## [What to work on]
Take the line that contains "holder, one per instance" as the first line and the final line of the records as the last; return exactly those lines and the lines between.

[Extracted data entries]
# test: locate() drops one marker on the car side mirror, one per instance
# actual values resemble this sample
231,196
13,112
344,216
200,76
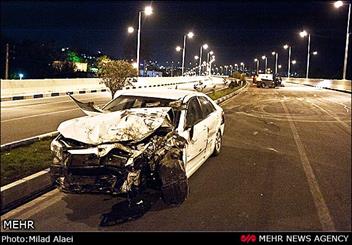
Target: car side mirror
191,131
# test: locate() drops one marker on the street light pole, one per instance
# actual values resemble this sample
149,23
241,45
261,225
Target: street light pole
138,39
276,58
257,65
183,53
205,46
148,11
346,46
266,63
289,59
7,62
308,57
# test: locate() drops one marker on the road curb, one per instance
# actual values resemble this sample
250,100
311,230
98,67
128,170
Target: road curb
226,97
28,141
25,189
322,87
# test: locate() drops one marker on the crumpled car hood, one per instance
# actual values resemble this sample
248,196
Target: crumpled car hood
126,125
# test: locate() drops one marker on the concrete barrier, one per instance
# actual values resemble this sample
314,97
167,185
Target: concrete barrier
338,85
21,190
39,88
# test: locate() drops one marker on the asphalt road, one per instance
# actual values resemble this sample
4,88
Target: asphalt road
27,118
285,165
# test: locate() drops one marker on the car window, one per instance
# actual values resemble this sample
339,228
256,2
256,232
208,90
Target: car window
207,106
124,102
194,112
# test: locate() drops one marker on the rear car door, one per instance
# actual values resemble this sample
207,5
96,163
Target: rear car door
196,129
211,119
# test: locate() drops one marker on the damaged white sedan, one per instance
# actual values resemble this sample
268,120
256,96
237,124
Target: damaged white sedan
140,139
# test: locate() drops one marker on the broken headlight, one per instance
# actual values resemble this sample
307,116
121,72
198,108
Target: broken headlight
57,149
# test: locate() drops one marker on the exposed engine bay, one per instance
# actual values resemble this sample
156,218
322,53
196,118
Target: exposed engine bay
135,149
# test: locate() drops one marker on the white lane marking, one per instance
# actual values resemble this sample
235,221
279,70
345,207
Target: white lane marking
284,118
333,116
38,115
323,211
45,103
35,206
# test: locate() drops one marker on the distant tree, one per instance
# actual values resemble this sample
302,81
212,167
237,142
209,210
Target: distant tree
114,73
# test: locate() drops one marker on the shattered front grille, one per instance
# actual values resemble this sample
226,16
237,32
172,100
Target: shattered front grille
84,160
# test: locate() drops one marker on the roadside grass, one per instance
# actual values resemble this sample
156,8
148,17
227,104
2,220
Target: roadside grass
24,161
220,93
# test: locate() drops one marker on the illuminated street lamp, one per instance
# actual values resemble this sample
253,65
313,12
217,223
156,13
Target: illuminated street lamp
242,64
148,10
286,46
304,34
178,48
339,4
135,65
204,46
208,58
130,29
266,62
257,63
189,35
276,58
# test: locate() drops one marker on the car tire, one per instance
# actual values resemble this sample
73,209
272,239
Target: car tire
218,144
174,182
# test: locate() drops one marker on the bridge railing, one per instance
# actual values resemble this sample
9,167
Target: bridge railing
338,85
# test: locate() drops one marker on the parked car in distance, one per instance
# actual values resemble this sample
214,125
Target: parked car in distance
153,138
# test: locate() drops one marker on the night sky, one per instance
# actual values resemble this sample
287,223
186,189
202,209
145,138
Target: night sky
235,30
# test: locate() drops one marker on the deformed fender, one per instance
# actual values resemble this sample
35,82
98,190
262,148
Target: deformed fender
173,177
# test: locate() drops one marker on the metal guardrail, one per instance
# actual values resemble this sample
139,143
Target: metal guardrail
337,85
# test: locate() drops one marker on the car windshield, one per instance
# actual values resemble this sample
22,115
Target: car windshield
124,102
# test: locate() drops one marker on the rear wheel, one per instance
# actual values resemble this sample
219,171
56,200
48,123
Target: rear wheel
174,183
218,144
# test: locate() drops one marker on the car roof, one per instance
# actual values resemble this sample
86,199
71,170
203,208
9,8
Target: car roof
173,94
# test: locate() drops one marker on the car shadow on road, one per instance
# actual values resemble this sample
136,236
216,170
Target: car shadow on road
125,211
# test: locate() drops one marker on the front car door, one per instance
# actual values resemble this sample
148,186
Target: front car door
211,120
196,133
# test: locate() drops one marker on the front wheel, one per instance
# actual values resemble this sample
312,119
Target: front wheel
218,144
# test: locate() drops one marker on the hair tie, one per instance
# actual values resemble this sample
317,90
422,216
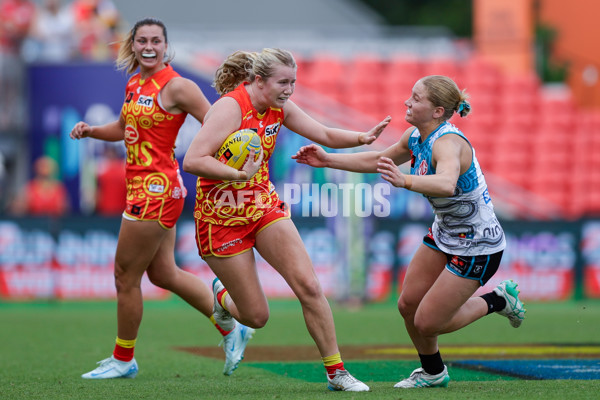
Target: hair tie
463,108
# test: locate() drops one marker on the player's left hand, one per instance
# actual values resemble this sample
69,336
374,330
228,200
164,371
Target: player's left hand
372,135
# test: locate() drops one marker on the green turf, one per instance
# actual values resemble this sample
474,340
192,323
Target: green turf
45,346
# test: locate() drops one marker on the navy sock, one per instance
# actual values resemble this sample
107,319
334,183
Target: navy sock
495,302
432,363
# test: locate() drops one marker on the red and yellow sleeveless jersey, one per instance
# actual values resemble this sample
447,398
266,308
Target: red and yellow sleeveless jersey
152,170
242,202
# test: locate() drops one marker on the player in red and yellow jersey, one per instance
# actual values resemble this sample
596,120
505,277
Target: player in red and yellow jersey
157,101
237,210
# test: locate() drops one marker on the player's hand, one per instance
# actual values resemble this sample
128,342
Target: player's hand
252,166
390,172
80,130
372,135
312,155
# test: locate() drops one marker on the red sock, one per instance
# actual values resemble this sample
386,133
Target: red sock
332,368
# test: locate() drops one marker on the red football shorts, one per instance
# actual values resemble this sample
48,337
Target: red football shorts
227,241
165,211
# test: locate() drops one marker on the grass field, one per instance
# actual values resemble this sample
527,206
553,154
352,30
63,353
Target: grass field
45,347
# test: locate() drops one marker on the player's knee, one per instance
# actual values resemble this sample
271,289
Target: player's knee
425,327
257,319
308,290
406,307
163,281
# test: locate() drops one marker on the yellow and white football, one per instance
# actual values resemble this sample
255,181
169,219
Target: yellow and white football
237,146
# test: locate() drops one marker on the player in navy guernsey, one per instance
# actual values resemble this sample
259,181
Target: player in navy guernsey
464,246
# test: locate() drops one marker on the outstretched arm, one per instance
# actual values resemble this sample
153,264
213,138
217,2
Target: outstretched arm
111,132
335,138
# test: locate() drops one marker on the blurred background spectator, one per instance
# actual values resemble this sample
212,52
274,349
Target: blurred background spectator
44,194
52,35
97,23
111,190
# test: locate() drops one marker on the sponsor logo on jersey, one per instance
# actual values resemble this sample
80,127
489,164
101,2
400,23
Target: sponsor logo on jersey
145,101
423,168
272,129
154,188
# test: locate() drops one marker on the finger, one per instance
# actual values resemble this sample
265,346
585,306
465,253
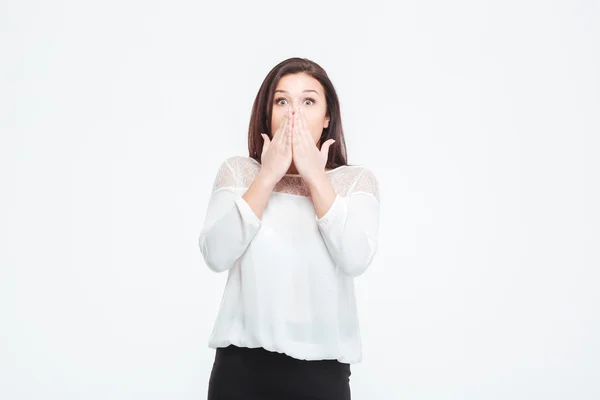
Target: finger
303,128
282,127
266,142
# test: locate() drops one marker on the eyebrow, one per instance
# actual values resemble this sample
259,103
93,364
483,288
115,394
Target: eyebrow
309,90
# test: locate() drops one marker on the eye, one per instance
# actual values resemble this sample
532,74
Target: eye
279,99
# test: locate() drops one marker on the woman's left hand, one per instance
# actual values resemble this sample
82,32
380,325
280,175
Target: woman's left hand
308,159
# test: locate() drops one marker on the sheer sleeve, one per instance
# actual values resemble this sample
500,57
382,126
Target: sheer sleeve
230,224
350,226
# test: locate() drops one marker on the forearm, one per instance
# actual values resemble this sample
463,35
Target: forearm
257,195
322,193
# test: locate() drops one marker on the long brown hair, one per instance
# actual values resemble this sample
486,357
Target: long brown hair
260,120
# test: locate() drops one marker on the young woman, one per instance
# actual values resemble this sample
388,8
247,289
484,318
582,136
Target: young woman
293,224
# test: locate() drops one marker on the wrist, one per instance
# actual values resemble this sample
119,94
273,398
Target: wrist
316,179
267,178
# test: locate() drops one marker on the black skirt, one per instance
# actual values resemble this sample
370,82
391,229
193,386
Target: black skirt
249,374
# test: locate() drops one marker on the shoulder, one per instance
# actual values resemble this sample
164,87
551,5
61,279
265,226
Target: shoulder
239,163
358,179
236,171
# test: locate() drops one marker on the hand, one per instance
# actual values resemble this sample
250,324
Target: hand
308,159
276,156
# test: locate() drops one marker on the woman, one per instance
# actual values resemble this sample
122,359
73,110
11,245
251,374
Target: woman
293,224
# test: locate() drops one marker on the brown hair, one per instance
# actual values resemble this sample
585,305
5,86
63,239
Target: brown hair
260,120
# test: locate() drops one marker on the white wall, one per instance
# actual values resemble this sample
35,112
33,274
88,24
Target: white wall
481,120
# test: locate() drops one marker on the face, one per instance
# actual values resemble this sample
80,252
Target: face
301,91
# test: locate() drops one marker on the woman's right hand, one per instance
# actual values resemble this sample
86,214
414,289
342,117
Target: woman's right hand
276,156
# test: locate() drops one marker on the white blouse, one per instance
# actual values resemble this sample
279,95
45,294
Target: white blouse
290,283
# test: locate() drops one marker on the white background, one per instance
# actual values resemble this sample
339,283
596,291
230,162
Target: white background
480,119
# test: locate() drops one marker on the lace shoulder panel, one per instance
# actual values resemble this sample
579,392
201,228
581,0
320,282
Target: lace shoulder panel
240,171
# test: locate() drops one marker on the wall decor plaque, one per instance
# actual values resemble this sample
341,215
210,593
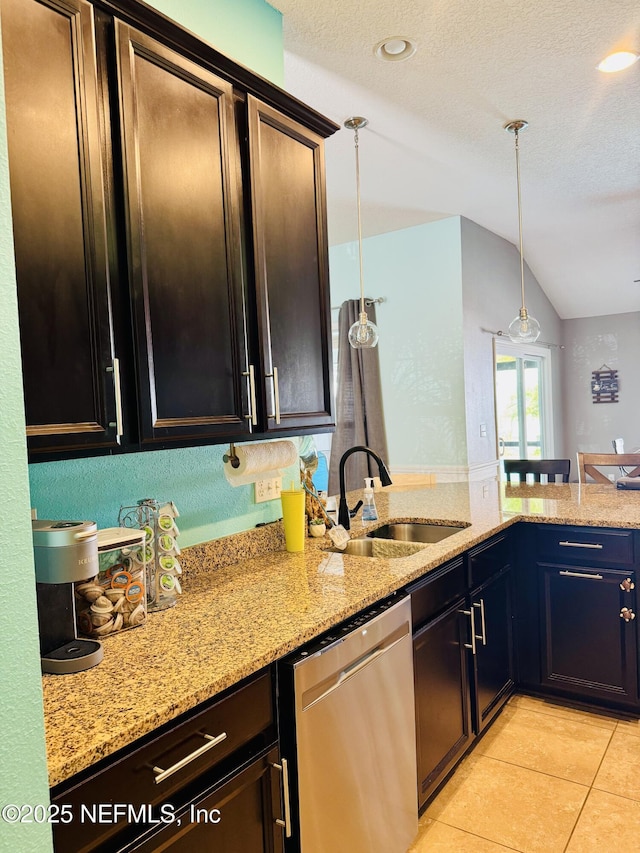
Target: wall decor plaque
604,385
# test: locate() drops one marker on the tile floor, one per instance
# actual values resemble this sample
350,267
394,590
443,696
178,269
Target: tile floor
544,779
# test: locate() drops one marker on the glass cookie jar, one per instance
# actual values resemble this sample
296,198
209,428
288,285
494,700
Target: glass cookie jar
116,598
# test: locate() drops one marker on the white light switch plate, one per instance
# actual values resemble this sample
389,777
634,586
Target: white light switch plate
268,490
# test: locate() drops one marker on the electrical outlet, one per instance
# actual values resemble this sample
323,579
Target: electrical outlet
268,490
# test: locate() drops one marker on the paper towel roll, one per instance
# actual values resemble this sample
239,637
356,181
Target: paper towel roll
260,461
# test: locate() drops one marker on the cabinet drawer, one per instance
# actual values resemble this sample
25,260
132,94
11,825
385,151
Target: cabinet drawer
430,595
488,559
585,545
245,718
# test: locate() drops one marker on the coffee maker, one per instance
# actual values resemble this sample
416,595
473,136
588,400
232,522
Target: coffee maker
65,552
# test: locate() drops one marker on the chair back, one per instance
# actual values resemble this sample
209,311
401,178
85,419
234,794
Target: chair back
588,464
550,467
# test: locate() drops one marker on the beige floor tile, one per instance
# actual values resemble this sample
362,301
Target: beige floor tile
513,806
555,745
620,770
436,837
631,727
607,823
530,703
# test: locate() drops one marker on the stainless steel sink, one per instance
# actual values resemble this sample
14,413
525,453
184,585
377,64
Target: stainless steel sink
356,548
415,532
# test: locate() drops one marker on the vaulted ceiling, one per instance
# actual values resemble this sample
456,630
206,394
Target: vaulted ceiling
435,144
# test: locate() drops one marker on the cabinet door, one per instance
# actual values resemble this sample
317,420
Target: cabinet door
59,224
239,817
291,269
443,716
493,669
589,650
182,205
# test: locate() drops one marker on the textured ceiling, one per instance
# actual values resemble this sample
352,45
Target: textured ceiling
435,145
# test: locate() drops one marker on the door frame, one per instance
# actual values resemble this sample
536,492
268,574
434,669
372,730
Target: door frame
504,347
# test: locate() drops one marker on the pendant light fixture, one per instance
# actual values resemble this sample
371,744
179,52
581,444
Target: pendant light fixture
363,334
524,329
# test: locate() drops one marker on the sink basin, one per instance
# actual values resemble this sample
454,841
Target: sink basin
385,548
357,548
415,532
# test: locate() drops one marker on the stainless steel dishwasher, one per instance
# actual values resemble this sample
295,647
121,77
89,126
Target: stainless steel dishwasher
351,736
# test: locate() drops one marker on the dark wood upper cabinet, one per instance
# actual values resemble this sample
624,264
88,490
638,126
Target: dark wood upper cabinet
182,206
170,236
59,224
286,162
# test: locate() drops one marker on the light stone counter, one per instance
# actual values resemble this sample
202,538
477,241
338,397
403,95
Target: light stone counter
247,602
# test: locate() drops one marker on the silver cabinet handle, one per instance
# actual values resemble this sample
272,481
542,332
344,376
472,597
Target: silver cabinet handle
276,394
472,644
286,823
482,622
115,369
253,413
161,774
592,577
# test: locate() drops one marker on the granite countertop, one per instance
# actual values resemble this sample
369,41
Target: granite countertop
247,602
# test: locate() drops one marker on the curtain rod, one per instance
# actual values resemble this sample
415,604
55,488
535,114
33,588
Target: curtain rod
377,301
501,334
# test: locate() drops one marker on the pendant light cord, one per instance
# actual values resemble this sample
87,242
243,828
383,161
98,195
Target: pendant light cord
517,136
357,147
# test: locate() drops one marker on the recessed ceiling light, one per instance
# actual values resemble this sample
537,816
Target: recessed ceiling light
618,61
395,49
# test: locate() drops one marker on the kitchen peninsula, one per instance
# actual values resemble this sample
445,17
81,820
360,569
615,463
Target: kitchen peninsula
235,619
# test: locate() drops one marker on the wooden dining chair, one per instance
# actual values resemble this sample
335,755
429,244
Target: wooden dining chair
588,464
550,467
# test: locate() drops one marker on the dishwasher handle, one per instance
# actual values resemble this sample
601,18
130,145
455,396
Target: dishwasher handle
354,668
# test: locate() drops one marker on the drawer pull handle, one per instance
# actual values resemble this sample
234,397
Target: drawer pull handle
283,767
482,637
115,369
276,394
472,615
588,575
253,409
212,741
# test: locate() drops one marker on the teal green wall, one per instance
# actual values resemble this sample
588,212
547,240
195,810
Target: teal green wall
249,31
193,479
23,770
418,272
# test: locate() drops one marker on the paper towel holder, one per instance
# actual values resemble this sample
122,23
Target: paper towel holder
231,457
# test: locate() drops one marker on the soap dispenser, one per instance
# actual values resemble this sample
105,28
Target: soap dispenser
369,511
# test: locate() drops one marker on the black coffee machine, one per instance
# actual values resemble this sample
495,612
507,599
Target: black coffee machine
65,552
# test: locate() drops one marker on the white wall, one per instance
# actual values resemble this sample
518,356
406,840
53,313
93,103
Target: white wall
591,342
491,298
417,271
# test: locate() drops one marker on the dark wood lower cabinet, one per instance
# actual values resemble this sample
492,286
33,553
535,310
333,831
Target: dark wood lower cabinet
238,817
588,633
443,709
493,661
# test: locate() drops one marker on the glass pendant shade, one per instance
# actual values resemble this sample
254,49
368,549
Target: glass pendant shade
363,334
524,329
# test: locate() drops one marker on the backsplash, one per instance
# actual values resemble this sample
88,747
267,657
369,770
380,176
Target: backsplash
193,478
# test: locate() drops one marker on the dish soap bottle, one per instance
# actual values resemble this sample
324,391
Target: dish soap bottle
369,511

## [The response]
# test: locate() drops one marker on the paper towel holder, one per instance
# actual values resemble this sample
122,23
Target: paper towel holder
231,457
# test: locate() drops one marker on the soap dispenser, one per instance
# actual values resemble this sample
105,28
Target: soap dispenser
369,511
# test: locate() drops one marker on the black coffee machine, one per instance
# actual values resemble this sample
495,612
507,599
Target: black coffee machine
65,552
# test: locate() drops one marker on the white wall, one per instance
# actual values resemble this sample
518,356
406,840
53,313
93,103
Target: white wall
591,342
491,298
417,271
# test: locate() drops one marker on the dark wood lower cabinet, one per instance
# actual values resemble this sample
492,286
33,553
535,310
333,831
Target: dark wood lower cabinet
238,817
588,633
443,709
493,661
# test: locate() drops one marker on the glass pendant shade, one per instance
# actual values resemble this sample
254,49
368,549
Target: glass pendant shade
363,334
524,329
# test: locate() drops one marker on the backsplash, one per instance
# actual values resemble this sample
88,747
267,657
369,770
380,176
Target: backsplash
193,478
# test: locate() drops one marker on the dish soap bottle, one per instance
# actual values resemble this sample
324,391
Target: dish soap bottle
369,511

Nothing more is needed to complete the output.